Repeat, word for word, the portion of the film review starting with "Which parts, she" and going on through "commanded by God.".

PROVIDED PASSAGE:
----------
Which parts, she asks?

"Your hair," Maurice murmurs in a succulent sigh of erotic nostalgia, "your legs, your behind, your eyes ... your cunt."

That distant pbbbtt! sound you hear is a collective Starbucks spit-take, courtesy of a thousand Academy voters watching their screeners of Venus. In most regards, this funeral wreath of a film about a dying thespian in lust-struck twilight is made-to-order Oscar bait, full of reverential nods to the craft, with reminders of the star's mortality delivered over loudspeakers from a running hearse. What keeps Venus from sinking in Golden Pond is its sexual reverie, pondered by a star who couldn't play a cutely neutered grumpy old man if commanded by God.

Peter O'Toole has never been an actor to disappear into a part, any more than his blue-eyed devil Lawrence could blend into the sands of Arabia. He was born to sweep a role around him like a matador's cape, transforming it by virtue of sheer heroic panache. The heroically ravaged Maurice is another such role.
----------
RECORDED DATA:

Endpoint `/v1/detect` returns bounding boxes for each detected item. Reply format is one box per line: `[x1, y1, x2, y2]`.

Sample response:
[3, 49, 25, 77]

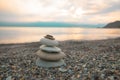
----------
SOLUTION TO THIS EXERCISE:
Which parts, she asks?

"Your hair," Maurice murmurs in a succulent sigh of erotic nostalgia, "your legs, your behind, your eyes ... your cunt."

That distant pbbbtt! sound you hear is a collective Starbucks spit-take, courtesy of a thousand Academy voters watching their screeners of Venus. In most regards, this funeral wreath of a film about a dying thespian in lust-struck twilight is made-to-order Oscar bait, full of reverential nods to the craft, with reminders of the star's mortality delivered over loudspeakers from a running hearse. What keeps Venus from sinking in Golden Pond is its sexual reverie, pondered by a star who couldn't play a cutely neutered grumpy old man if commanded by God.